**STATED TASK**:
Which lines in the records below contain the word "running"? Copy each of those lines in full.

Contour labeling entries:

★ ★ ★ ★

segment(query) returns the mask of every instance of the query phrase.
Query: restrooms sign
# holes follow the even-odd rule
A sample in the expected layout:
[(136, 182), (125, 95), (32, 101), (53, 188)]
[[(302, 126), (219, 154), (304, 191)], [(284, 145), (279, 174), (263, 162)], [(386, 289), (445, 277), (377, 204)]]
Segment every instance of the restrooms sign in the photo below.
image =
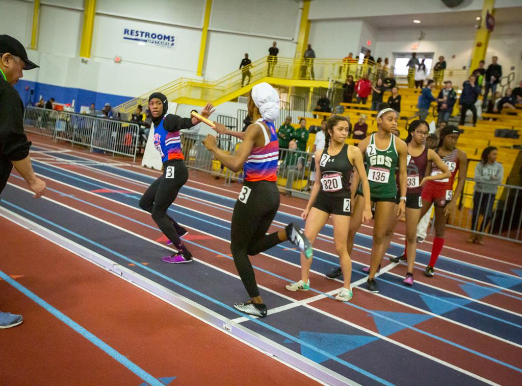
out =
[(123, 29), (123, 40), (140, 46), (153, 46), (164, 48), (174, 48), (175, 37), (165, 33), (158, 33), (140, 29)]

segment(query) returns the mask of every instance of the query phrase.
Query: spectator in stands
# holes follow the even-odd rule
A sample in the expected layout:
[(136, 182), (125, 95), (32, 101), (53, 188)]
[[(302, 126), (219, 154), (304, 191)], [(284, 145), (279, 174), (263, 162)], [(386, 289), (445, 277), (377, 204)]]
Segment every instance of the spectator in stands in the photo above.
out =
[(289, 152), (284, 161), (279, 166), (282, 171), (283, 178), (286, 178), (287, 184), (285, 186), (286, 191), (283, 196), (291, 196), (292, 189), (294, 180), (296, 178), (302, 179), (304, 176), (304, 166), (306, 157), (302, 153), (295, 151), (297, 150), (297, 144), (295, 141), (292, 140), (288, 145)]
[(460, 123), (464, 124), (466, 121), (466, 113), (468, 110), (471, 110), (473, 113), (473, 126), (477, 123), (477, 107), (475, 102), (480, 95), (480, 87), (477, 84), (477, 78), (474, 75), (469, 77), (469, 80), (466, 81), (462, 85), (462, 93), (459, 104), (460, 105)]
[(435, 84), (437, 86), (442, 83), (442, 80), (444, 77), (445, 70), (446, 70), (446, 61), (444, 60), (444, 57), (439, 56), (438, 61), (433, 66), (433, 78)]
[(383, 103), (383, 95), (386, 89), (383, 85), (383, 80), (381, 78), (377, 79), (377, 84), (375, 86), (372, 86), (372, 89), (373, 90), (373, 94), (372, 94), (372, 107), (370, 110), (376, 111), (379, 108), (379, 105)]
[(488, 110), (486, 111), (489, 114), (498, 114), (499, 103), (502, 100), (502, 94), (500, 91), (495, 93), (495, 96), (489, 100), (488, 102)]
[(416, 52), (411, 53), (411, 58), (408, 61), (406, 67), (408, 67), (408, 87), (413, 87), (415, 79), (415, 70), (419, 65), (419, 59)]
[(138, 124), (141, 124), (143, 122), (143, 106), (141, 105), (138, 105), (138, 107), (136, 108), (130, 118), (130, 121)]
[(375, 62), (375, 60), (373, 59), (373, 56), (372, 56), (372, 51), (368, 50), (364, 54), (364, 59), (366, 60), (367, 62), (370, 62), (370, 64), (373, 64)]
[(518, 87), (513, 89), (513, 95), (522, 98), (522, 81), (518, 84)]
[(477, 84), (481, 87), (484, 83), (484, 75), (486, 73), (486, 69), (484, 68), (485, 64), (483, 60), (481, 60), (479, 62), (478, 68), (473, 70), (473, 72), (471, 73), (471, 75), (474, 75), (477, 77)]
[(245, 54), (245, 58), (241, 61), (241, 63), (239, 65), (239, 69), (241, 70), (241, 87), (242, 87), (245, 83), (245, 79), (247, 76), (248, 77), (248, 81), (246, 82), (246, 84), (250, 83), (250, 79), (252, 75), (250, 74), (250, 69), (252, 66), (252, 62), (250, 59), (248, 59), (248, 54), (247, 53)]
[(457, 102), (457, 93), (453, 89), (451, 81), (445, 82), (444, 86), (437, 97), (437, 111), (438, 112), (437, 123), (449, 120), (449, 117), (453, 111), (453, 107)]
[(111, 104), (109, 102), (105, 104), (105, 106), (103, 107), (103, 108), (101, 109), (101, 112), (103, 112), (103, 115), (107, 118), (112, 118), (114, 115), (114, 111), (111, 107)]
[(361, 114), (359, 120), (353, 125), (353, 139), (364, 139), (368, 132), (368, 125), (366, 123), (366, 116)]
[(400, 99), (399, 89), (392, 87), (392, 95), (388, 98), (388, 105), (397, 112), (400, 112)]
[[(350, 52), (350, 53), (351, 53)], [(351, 103), (352, 98), (353, 97), (353, 90), (355, 88), (355, 82), (353, 82), (353, 77), (348, 75), (346, 78), (346, 81), (342, 85), (342, 103)]]
[(279, 53), (279, 49), (276, 47), (277, 43), (272, 42), (272, 47), (268, 49), (268, 73), (269, 76), (271, 76), (274, 73), (274, 67), (277, 64), (277, 54)]
[(433, 79), (429, 79), (426, 84), (426, 87), (422, 89), (421, 95), (419, 97), (417, 107), (419, 108), (419, 119), (421, 121), (426, 120), (428, 110), (430, 109), (430, 105), (432, 102), (434, 102), (437, 100), (431, 93), (431, 90), (434, 86), (435, 81)]
[(496, 91), (496, 85), (500, 82), (502, 76), (502, 66), (498, 64), (499, 58), (493, 56), (491, 58), (493, 63), (489, 65), (486, 70), (486, 88), (484, 92), (484, 100), (482, 101), (482, 108), (484, 108), (488, 104), (488, 94), (490, 90), (491, 94), (494, 94)]
[(321, 97), (317, 100), (317, 104), (314, 110), (316, 111), (323, 112), (331, 112), (331, 107), (330, 106), (330, 99), (326, 96), (326, 93), (323, 93)]
[(362, 78), (355, 82), (355, 92), (357, 93), (357, 101), (365, 105), (368, 100), (368, 96), (372, 92), (372, 82), (368, 79), (368, 74), (365, 74)]
[(305, 51), (304, 51), (304, 63), (305, 63), (305, 73), (302, 77), (305, 79), (308, 78), (307, 72), (308, 69), (310, 70), (310, 77), (311, 79), (315, 79), (315, 75), (314, 74), (314, 59), (315, 59), (315, 51), (312, 49), (312, 44), (309, 44)]
[(45, 108), (48, 110), (53, 109), (53, 104), (54, 103), (54, 98), (50, 98), (49, 100), (45, 102)]
[[(518, 100), (517, 100), (518, 98)], [(502, 112), (503, 109), (508, 109), (508, 110), (516, 110), (515, 105), (517, 103), (520, 101), (520, 97), (517, 97), (513, 94), (513, 90), (511, 88), (506, 90), (506, 94), (504, 97), (497, 104), (497, 108), (499, 109), (499, 113)]]
[(422, 85), (424, 81), (426, 80), (428, 75), (426, 75), (426, 65), (424, 64), (424, 59), (422, 59), (421, 64), (419, 64), (415, 70), (415, 88), (422, 88)]
[[(475, 188), (473, 194), (473, 212), (471, 215), (471, 235), (468, 243), (484, 245), (482, 235), (475, 233), (485, 232), (491, 219), (495, 196), (499, 185), (502, 184), (504, 167), (496, 162), (499, 154), (496, 147), (489, 146), (484, 149), (480, 162), (475, 167)], [(479, 216), (484, 216), (482, 223), (479, 225)]]
[(306, 120), (301, 118), (299, 120), (299, 127), (293, 131), (290, 135), (297, 143), (297, 148), (302, 152), (306, 151), (306, 142), (310, 133), (306, 129)]
[(292, 117), (288, 116), (284, 120), (284, 123), (281, 125), (281, 127), (279, 128), (279, 130), (277, 132), (277, 138), (279, 141), (279, 149), (288, 149), (288, 144), (292, 140), (292, 133), (294, 131), (294, 128), (291, 124), (291, 123)]

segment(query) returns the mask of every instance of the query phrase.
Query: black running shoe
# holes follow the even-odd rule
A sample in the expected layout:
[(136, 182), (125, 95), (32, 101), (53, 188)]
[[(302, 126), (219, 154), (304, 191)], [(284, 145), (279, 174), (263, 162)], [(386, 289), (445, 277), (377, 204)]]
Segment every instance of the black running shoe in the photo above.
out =
[(366, 288), (370, 292), (377, 293), (379, 292), (379, 288), (377, 286), (377, 282), (375, 279), (369, 279), (366, 282)]
[(334, 280), (334, 279), (337, 279), (337, 278), (340, 278), (342, 276), (342, 269), (341, 267), (335, 268), (333, 269), (331, 271), (329, 272), (325, 275), (328, 279), (331, 279)]
[(259, 317), (265, 317), (267, 314), (266, 305), (262, 303), (254, 303), (252, 300), (244, 303), (234, 303), (234, 308), (245, 314)]
[(400, 262), (406, 262), (407, 260), (405, 254), (402, 254), (400, 256), (396, 256), (395, 257), (390, 257), (390, 261), (392, 263), (400, 263)]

★ ★ ★ ★

**EXERCISE SOLUTION**:
Query: black running shoe
Segment every instance of the black running shoe in the photo above.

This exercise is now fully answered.